Can you write out every line of the data below, character for character?

-- begin --

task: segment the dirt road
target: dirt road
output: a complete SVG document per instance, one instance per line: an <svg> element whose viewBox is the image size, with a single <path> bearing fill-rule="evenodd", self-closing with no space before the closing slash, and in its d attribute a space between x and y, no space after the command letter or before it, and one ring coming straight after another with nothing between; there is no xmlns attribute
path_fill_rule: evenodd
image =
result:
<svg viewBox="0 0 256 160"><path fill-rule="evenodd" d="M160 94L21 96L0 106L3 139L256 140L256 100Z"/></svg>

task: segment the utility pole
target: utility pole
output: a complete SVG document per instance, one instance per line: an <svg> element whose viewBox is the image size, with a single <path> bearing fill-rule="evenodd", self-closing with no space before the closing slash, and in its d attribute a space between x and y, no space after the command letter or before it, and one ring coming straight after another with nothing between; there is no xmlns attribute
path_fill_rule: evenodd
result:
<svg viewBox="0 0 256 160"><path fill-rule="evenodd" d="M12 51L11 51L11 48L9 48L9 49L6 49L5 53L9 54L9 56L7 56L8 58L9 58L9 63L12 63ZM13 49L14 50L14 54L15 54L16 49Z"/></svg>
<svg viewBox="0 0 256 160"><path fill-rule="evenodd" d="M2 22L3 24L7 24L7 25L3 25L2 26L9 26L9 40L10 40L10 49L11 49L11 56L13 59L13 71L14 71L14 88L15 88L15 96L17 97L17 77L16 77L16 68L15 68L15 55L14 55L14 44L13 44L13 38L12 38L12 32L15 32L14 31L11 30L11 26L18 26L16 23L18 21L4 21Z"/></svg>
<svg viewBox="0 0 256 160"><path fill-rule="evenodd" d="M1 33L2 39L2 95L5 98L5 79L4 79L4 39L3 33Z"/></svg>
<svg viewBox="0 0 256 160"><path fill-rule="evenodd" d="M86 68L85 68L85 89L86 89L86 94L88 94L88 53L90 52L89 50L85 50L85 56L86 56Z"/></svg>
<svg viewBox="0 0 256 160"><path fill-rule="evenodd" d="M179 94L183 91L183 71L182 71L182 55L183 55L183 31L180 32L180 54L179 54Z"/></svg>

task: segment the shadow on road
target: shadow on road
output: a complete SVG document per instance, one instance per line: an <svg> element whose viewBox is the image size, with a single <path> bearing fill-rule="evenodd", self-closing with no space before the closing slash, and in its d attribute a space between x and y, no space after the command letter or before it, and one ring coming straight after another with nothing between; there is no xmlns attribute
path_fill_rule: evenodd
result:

-- end --

### TASK RESPONSE
task: segment the dirt road
target: dirt road
output: a complete SVG document per instance, one instance per line: an <svg> element whose viewBox is the image size, with a single <path> bearing fill-rule="evenodd", self-closing with no space before the closing slash, and in its d attribute a space between x and y, no space after the command letter or before it, and one ring coming straight after another with nothing between; there is no xmlns attribute
path_fill_rule: evenodd
image =
result:
<svg viewBox="0 0 256 160"><path fill-rule="evenodd" d="M160 94L21 96L0 106L3 139L256 140L256 100Z"/></svg>

task: segment the utility pole
target: utility pole
output: a complete SVG document per instance, one instance per line: an <svg> element whose viewBox is the image size, with a single <path> bearing fill-rule="evenodd", self-closing with no space before the closing slash, and in its d attribute a space between x and y, no space after the command letter or before it, and one ring coming straight after another with nothing between; there is no xmlns attribute
path_fill_rule: evenodd
result:
<svg viewBox="0 0 256 160"><path fill-rule="evenodd" d="M12 51L11 51L11 48L9 48L9 49L6 49L5 53L9 54L9 56L7 56L8 58L9 58L9 63L12 63ZM13 49L14 50L14 54L15 54L16 49Z"/></svg>
<svg viewBox="0 0 256 160"><path fill-rule="evenodd" d="M2 22L3 24L7 24L7 25L3 25L2 26L9 26L9 40L10 40L10 49L11 49L11 56L13 59L13 71L14 71L14 88L15 88L15 96L17 97L17 77L16 77L16 68L15 68L15 55L14 55L14 44L13 44L13 38L12 38L12 32L15 32L14 31L11 30L11 26L18 26L16 23L18 21L4 21Z"/></svg>
<svg viewBox="0 0 256 160"><path fill-rule="evenodd" d="M1 33L2 39L2 95L5 98L5 79L4 79L4 39L3 33Z"/></svg>
<svg viewBox="0 0 256 160"><path fill-rule="evenodd" d="M86 68L85 68L85 89L86 89L86 94L88 94L88 53L90 52L89 50L85 50L85 56L86 56Z"/></svg>
<svg viewBox="0 0 256 160"><path fill-rule="evenodd" d="M179 94L183 91L183 71L182 71L182 55L183 55L183 31L180 32L180 54L179 54Z"/></svg>

task: segment the shadow on road
target: shadow on road
output: a complete SVG document per instance, one instance per line: an <svg> element whose viewBox is the image size, with a single <path> bearing fill-rule="evenodd", self-closing with no space before the closing slash, and in its d attribute a space between x and y, no space after the command letter or before it, and one ring coming straight after another with nothing between; there is no xmlns attribute
path_fill_rule: evenodd
result:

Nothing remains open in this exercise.